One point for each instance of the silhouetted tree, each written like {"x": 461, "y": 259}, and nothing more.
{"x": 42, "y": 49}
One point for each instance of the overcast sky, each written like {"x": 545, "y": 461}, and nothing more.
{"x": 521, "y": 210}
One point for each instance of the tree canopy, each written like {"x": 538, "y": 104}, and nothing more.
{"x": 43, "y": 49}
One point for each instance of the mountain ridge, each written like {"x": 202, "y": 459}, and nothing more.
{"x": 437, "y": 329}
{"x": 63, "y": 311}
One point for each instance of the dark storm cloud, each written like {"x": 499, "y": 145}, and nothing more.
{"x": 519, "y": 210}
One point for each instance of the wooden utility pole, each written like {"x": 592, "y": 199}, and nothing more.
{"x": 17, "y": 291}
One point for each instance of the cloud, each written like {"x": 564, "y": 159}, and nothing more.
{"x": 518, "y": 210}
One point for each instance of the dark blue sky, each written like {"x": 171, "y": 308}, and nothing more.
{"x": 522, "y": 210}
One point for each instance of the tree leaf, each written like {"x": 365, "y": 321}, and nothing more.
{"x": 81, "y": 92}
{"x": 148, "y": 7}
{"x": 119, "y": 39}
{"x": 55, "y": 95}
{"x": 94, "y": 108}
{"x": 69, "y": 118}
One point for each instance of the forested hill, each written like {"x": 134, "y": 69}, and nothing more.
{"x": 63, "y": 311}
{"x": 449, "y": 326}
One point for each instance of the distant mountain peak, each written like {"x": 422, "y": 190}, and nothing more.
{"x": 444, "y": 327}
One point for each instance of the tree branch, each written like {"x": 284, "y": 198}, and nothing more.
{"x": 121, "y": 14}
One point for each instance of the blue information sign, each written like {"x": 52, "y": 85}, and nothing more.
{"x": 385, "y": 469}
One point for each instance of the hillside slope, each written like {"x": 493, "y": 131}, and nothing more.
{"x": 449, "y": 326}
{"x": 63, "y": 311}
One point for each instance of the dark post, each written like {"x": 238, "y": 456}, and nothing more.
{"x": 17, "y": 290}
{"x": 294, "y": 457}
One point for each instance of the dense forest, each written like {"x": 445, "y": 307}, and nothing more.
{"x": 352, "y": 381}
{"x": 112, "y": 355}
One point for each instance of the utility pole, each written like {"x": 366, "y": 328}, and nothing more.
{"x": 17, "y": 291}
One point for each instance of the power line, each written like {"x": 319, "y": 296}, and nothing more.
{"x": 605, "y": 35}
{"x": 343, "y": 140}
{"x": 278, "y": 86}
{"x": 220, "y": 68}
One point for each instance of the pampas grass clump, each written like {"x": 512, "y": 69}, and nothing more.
▬▬▬▬▬▬▬▬▬▬
What you need to do: Could you convert every line above into a Markdown table with the columns No. and Text, numbering each row and omitting any blank lines?

The solution:
| No. | Text |
|---|---|
| 1 | One point for each instance of the silhouetted tree, each written like {"x": 461, "y": 259}, and nothing more. |
| 2 | {"x": 42, "y": 49} |
| 3 | One point for each instance of the overcast sky, each written like {"x": 545, "y": 461}, and nothing more. |
| 4 | {"x": 521, "y": 210} |
| 5 | One point for each instance of the tree canopy, each written like {"x": 538, "y": 104}, and nothing more. |
| 6 | {"x": 43, "y": 49} |
| 7 | One point for each instance of the mountain ridge, each written like {"x": 202, "y": 459}, and nothing more. |
| 8 | {"x": 437, "y": 329} |
| 9 | {"x": 63, "y": 311} |
| 10 | One point for each instance of the dark storm cloud, each written like {"x": 499, "y": 145}, and nothing more. |
| 11 | {"x": 519, "y": 210} |
| 12 | One point for each instance of the wooden utility pole, each written like {"x": 592, "y": 199}, and nothing more. |
| 13 | {"x": 17, "y": 291} |
| 14 | One point for each instance of the cloud, each written like {"x": 564, "y": 159}, and nothing more. |
| 15 | {"x": 518, "y": 210} |
| 16 | One point for each instance of the dark blue sky, each written like {"x": 171, "y": 308}, and nothing more. |
| 17 | {"x": 522, "y": 210} |
| 18 | One point for each instance of the tree leaf, each written like {"x": 365, "y": 321}, and nothing more. |
| 19 | {"x": 81, "y": 92} |
| 20 | {"x": 148, "y": 7} |
| 21 | {"x": 119, "y": 39} |
| 22 | {"x": 55, "y": 95} |
| 23 | {"x": 94, "y": 108} |
| 24 | {"x": 69, "y": 118} |
| 25 | One point for each instance of the forested hill, each written like {"x": 134, "y": 69}, and nothing more. |
| 26 | {"x": 63, "y": 311} |
| 27 | {"x": 449, "y": 326} |
| 28 | One point for each instance of the distant mountain peak, each written like {"x": 422, "y": 190}, and nothing more. |
| 29 | {"x": 444, "y": 327} |
| 30 | One point for each instance of the tree branch, each written like {"x": 284, "y": 198}, and nothing more. |
| 31 | {"x": 121, "y": 14} |
| 32 | One point for each instance of the blue information sign, each written like {"x": 52, "y": 85}, and nothing more. |
| 33 | {"x": 385, "y": 469} |
| 34 | One point for each instance of the hillside slope, each written like {"x": 493, "y": 131}, and nothing more. |
| 35 | {"x": 449, "y": 326} |
| 36 | {"x": 63, "y": 311} |
| 37 | One point for each instance of the dark post, each written like {"x": 238, "y": 456}, and nothing more. |
| 38 | {"x": 17, "y": 290} |
| 39 | {"x": 294, "y": 457} |
| 40 | One point for each instance of the dense forest, each written like {"x": 445, "y": 307}, and nothing more. |
| 41 | {"x": 352, "y": 381} |
| 42 | {"x": 112, "y": 355} |
| 43 | One point for each instance of the utility pole, each written like {"x": 366, "y": 328}, and nothing more. |
| 44 | {"x": 17, "y": 291} |
| 45 | One point for each instance of the power line, each written like {"x": 319, "y": 296}, and nothing more. |
| 46 | {"x": 605, "y": 35} |
| 47 | {"x": 343, "y": 140} |
| 48 | {"x": 278, "y": 86} |
| 49 | {"x": 220, "y": 68} |
| 50 | One point for each instance of the pampas grass clump, each written like {"x": 512, "y": 69}, and nothing more. |